"Três poderes dependentes"

Transcrito do Terra Magazine - 2 de abril de 2012 - Cláudio Lembo

"O noticiário da vida pública nacional é estarrecedor. Todos os dias -sem qualquer pausa - surgem novos escândalos. É cenário apocalíptico. Ninguém se salva.
Em matéria de igualitarismo, chegamos a um ponto comum. Todos são igualmente pecadores. Uns mais, outros menos. Todos um pouco. Há um caldo cultural a envolver toda a coletividade.
Certamente, alguns protestarão. Comigo não. Sou honesto! Será? Quem nunca violou um sinal vermelho de trânsito como motorista ou pedestre? A resposta negativa será rara.

As pequenas e as grandes infrações indicam, apesar dos múltiplos graus, fragilidade moral, ou a mesma doença que envolve toda a sociedade: a corrupção dos valores estabelecidos.

# # # #

• AÇÃO NECESSÁRIA 1:
De acordo com o texto sobre os escândalos na vida pública nacional, qual é a doença que envolve toda a sociedade?
• AÇÃO NECESSÁRIA 2:
Prossiga com o texto sobre os escândalos na vida pública nacional, dando sequência à sua última frase.

# # # #

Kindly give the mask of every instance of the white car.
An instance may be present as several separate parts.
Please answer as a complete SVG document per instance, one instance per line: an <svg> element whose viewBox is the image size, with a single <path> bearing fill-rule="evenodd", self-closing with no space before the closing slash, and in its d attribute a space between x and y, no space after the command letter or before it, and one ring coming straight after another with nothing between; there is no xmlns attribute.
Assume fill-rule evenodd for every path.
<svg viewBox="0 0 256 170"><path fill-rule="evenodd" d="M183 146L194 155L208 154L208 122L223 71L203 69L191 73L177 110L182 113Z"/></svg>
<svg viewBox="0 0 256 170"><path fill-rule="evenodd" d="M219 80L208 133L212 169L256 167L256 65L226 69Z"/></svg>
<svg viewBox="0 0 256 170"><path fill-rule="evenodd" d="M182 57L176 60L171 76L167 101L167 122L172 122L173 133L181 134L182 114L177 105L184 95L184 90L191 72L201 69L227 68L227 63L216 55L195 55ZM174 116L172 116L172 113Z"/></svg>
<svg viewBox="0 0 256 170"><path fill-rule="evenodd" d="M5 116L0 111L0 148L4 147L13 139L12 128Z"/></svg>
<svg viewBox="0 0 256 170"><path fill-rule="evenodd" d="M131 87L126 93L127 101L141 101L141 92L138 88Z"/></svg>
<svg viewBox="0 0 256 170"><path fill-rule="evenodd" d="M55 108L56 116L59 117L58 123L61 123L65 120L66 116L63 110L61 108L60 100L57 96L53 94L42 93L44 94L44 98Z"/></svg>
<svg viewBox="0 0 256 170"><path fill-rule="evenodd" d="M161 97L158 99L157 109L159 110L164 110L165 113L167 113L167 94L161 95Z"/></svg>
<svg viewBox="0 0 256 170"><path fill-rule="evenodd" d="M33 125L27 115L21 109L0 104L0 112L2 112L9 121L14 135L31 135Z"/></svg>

# # # #

• RESPOSTA 1:
A corrupção dos valores estabelecidos.

• RESPOSTA 2:
É lamentável a presença de senadores, deputados, magistrados e membros do Executivo em assuntos dúbios, isto quando não marcados pela criminalidade.

As explicações para este estado de coisas são muitas. O consumismo torna as pessoas insensíveis aos valores morais. O que vale é possuir. Depender. Ostentar.
Já não importa o velho conceito de honra. Ninguém mais está preocupado em se mostrar integro. O importante é oferecer uma imagem de vitorioso.

Ora, esta situação avassaladora encontrou uma sociedade acostumada a se orientar pelo padre, pelo juiz ou pelo delegado. Assim era em qualquer pequena cidade do interior do País.
Hoje, as autoridades perderam a compostura. Todas dançaram, literalmente ou de maneira figurada. Um horror. Um dos elementos desta degradação dos costumes é a promiscuidade.
Já não se diferencia o professor do mau aluno. A figura paterna do companheiro de bar. O santo do iconoclasta. A uma igualdade não ausência de parâmetros e valores.
Vale tudo. Este cenário amargo - nem sempre captado - leva a exigência de se examinar as áreas mais sensíveis ao desregramento em curso.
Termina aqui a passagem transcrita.